## SET EXERCISE 1
Copy out the entire passage on the European Parliament corruption scandal word for word.

The audacity of the statement was staggering. The corruption scandal has exposed alarmingly lax standards of accountability and ethics in the European Parliament, but according to Metsola it’s the institution and by implication those in it that needs protecting.  

“The enemies of democracy, for whom the very existence of this parliament is a threat, will stop at nothing,” Metsola warned. “Malign actors linked to autocratic third countries” have, she added, “weaponised NGOs, unions, individuals, assistants and Members of the European Parliament in an effort to subdue our processes.”  

Credit where it’s due – the statement is the work of a clever crisis communications manager. It subtly turns the scandal on its head, portraying MEPs as lambs led to the slaughter by unscrupulous foreign powers. The latent xenophobia can’t be missed: according to this version of events, corrupt practices perverting the inherent purity of Brussels institutions must have originated outside Europe. 

And in recent days, there have been more attempts to deflect attention away from key parts of the story. Based on what’s currently known of the investigation, there is a clear Left-wing link between those implicated. So, when an investigation into a member of the centre-Right European People’s Party group was announced, Left-wing politicians and journalists seized upon the news with delight, presenting it as proof of equal culpability across the political spectrum.

## PROVIDED RECORDS
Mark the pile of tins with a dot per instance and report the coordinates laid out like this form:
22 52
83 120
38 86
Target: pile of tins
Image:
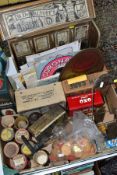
17 154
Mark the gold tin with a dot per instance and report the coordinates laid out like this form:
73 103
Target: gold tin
7 134
11 149
7 121
21 122
20 133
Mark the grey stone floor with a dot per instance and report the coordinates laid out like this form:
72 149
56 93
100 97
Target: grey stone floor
106 19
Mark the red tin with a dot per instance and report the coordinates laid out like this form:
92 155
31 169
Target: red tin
84 101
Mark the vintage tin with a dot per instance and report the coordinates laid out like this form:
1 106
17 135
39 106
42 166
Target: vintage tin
7 134
18 162
83 101
21 132
25 150
11 149
41 157
7 121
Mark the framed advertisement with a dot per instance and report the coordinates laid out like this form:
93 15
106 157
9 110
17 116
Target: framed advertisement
62 37
41 43
43 15
81 32
22 48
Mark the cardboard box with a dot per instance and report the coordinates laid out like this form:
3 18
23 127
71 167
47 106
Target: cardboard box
111 97
39 97
76 87
43 14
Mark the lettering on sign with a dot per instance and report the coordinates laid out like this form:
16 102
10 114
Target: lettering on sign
29 19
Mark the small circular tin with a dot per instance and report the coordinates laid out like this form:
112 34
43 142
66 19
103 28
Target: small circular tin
8 112
11 149
34 116
7 134
25 150
21 122
21 132
7 121
41 157
19 162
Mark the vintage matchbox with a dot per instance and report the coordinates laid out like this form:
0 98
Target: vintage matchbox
55 112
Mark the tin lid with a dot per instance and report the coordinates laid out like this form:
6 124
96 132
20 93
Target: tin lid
20 133
43 16
25 150
18 162
7 134
41 157
11 149
21 122
7 121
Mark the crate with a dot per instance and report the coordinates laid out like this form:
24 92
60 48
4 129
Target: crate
61 22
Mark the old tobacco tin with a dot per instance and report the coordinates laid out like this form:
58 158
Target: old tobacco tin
41 157
25 150
11 149
7 121
19 162
20 133
21 122
7 134
34 117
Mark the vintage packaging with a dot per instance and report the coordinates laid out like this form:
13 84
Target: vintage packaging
6 94
44 122
39 97
47 24
83 101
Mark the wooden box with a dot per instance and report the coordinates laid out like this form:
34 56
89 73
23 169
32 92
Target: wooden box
42 25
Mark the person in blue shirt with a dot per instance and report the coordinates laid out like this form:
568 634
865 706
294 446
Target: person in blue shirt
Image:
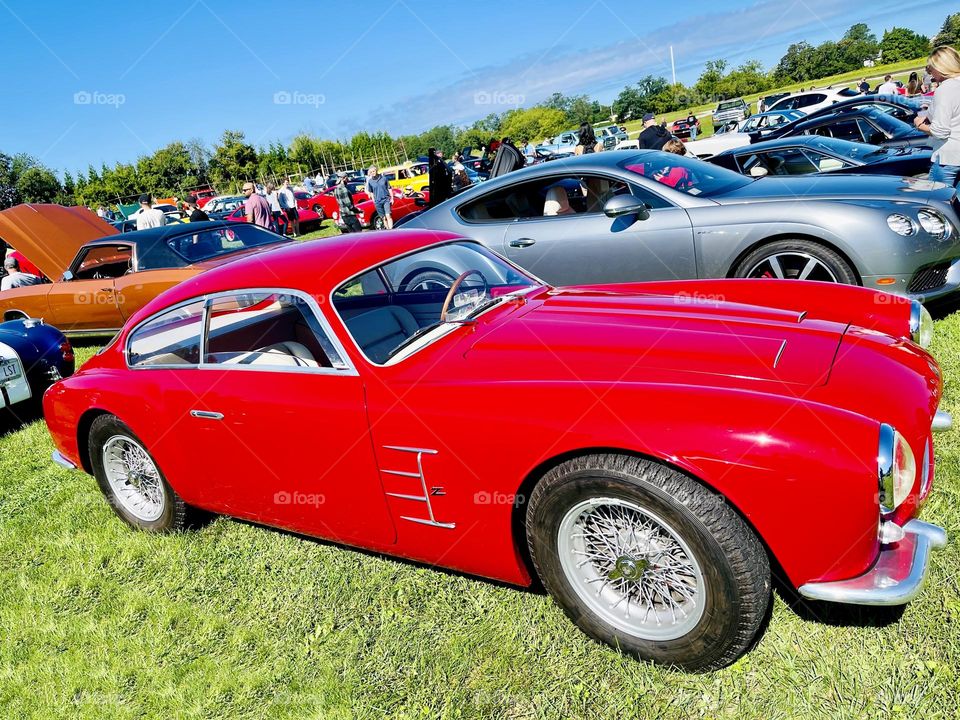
378 188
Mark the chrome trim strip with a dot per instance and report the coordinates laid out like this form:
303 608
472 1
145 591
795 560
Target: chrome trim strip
432 523
891 581
60 459
408 497
402 473
431 519
206 415
885 452
942 421
401 448
776 360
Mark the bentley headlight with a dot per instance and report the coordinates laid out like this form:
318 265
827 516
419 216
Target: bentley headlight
901 224
896 469
921 325
934 223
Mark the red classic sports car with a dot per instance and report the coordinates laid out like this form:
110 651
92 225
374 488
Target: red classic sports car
403 204
681 127
648 451
325 204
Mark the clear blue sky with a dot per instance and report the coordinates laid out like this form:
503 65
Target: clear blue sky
90 83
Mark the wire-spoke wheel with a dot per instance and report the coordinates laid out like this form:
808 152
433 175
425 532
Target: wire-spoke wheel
631 568
796 260
648 560
130 478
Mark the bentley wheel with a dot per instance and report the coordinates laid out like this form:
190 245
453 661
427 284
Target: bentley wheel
131 480
796 260
648 560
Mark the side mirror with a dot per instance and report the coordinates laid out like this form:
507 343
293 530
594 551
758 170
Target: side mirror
622 205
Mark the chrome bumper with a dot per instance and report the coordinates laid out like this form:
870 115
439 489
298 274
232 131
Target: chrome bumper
896 577
61 460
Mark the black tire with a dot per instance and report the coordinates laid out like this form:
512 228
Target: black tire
756 264
734 568
174 513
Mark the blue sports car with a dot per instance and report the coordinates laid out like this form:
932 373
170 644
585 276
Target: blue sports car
33 356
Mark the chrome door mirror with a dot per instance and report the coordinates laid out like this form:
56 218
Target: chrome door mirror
622 205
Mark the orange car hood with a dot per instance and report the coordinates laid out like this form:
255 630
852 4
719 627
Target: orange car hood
49 236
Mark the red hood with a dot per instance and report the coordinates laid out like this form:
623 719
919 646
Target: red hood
50 236
605 337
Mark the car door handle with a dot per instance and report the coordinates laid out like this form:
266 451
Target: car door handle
206 415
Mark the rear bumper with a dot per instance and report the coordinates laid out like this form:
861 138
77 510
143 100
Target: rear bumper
897 576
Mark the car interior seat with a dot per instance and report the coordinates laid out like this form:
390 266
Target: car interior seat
379 331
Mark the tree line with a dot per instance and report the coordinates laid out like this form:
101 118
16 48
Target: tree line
181 167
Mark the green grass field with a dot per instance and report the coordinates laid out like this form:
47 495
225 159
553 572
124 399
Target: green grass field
238 621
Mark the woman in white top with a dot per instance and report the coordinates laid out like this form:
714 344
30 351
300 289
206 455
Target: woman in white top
942 122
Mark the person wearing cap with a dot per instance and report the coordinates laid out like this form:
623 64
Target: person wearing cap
14 278
653 136
256 207
348 211
194 213
148 216
378 188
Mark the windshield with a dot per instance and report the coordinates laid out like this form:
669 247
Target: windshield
402 306
688 175
845 148
889 124
209 244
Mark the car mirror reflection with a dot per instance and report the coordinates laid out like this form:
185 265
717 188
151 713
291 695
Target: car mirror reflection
623 205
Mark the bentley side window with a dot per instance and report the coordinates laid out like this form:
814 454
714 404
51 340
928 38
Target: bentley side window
169 339
266 330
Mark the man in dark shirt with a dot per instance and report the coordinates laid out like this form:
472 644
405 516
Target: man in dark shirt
348 211
653 136
193 210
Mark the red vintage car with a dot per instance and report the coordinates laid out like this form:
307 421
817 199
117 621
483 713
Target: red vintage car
309 220
325 204
648 451
403 204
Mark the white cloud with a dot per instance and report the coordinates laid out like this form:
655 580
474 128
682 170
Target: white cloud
734 34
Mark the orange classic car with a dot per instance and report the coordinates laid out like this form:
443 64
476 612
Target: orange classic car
100 277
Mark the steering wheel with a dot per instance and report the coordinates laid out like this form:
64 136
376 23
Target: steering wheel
456 286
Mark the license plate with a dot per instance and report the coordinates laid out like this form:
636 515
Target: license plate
9 369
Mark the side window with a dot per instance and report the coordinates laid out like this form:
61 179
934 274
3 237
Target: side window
367 284
172 338
104 261
267 331
790 161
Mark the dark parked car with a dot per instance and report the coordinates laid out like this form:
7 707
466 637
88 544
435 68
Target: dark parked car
33 356
900 107
866 125
806 154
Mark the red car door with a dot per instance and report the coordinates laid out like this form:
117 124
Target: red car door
279 423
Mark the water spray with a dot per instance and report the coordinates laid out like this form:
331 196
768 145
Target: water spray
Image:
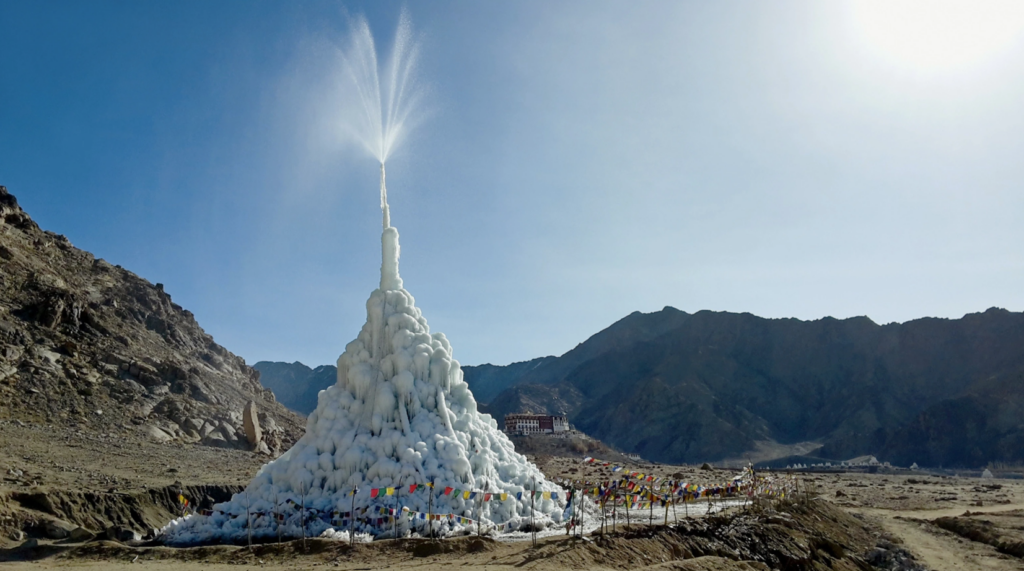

## SET EXERCISE 2
Reproduce the rows starting with the line that contains "Mark the white" and going on through the last of the rows, requests included. Increase every coordinate in the answers by 129, and omit the pictures.

## SOLUTION 1
The audacity of the statement was staggering. The corruption scandal has exposed alarmingly lax standards of accountability and ethics in the European Parliament, but according to Metsola it’s the institution and by implication those in it that needs protecting.  

“The enemies of democracy, for whom the very existence of this parliament is a threat, will stop at nothing,” Metsola warned. “Malign actors linked to autocratic third countries” have, she added, “weaponised NGOs, unions, individuals, assistants and Members of the European Parliament in an effort to subdue our processes.”  

Credit where it’s due – the statement is the work of a clever crisis communications manager. It subtly turns the scandal on its head, portraying MEPs as lambs led to the slaughter by unscrupulous foreign powers. The latent xenophobia can’t be missed: according to this version of events, corrupt practices perverting the inherent purity of Brussels institutions must have originated outside Europe. 

And in recent days, there have been more attempts to deflect attention away from key parts of the story. Based on what’s currently known of the investigation, there is a clear Left-wing link between those implicated. So, when an investigation into a member of the centre-Right European People’s Party group was announced, Left-wing politicians and journalists seized upon the news with delight, presenting it as proof of equal culpability across the political spectrum.

## SOLUTION 2
Mark the white cloud with a dot per instance and report the coordinates laid out like this form:
655 580
474 128
682 170
Target: white cloud
863 163
Mark the orange classic car with a dot per instance and report the coordinates laid out like this form:
443 64
476 612
Target: orange classic car
229 406
Mark the steering wheel with a dot per instance and report the coordinates laid out like this form:
64 136
376 23
Target: steering wheel
585 415
Mark the license plate with a dot per instance and report the coordinates laid out like this form:
636 515
Target: license plate
138 498
Mark the side window with a dot per instance and report the coordinates laid out like this form:
61 179
934 274
3 237
Target: side window
496 413
301 467
233 390
396 460
919 290
Mark the dark parked car with a dot per instance and report the coordinates laid out like this form:
7 707
466 637
88 544
435 68
Target: dark parked car
162 485
1029 236
995 254
935 283
Mark the red car door with a dot per instance and report the coordinates laid out like this form:
117 124
Target: red car door
408 552
Mark the water spray with a dot per instance and report the coordinates laid out like this form:
331 196
768 145
Target: water spray
Image:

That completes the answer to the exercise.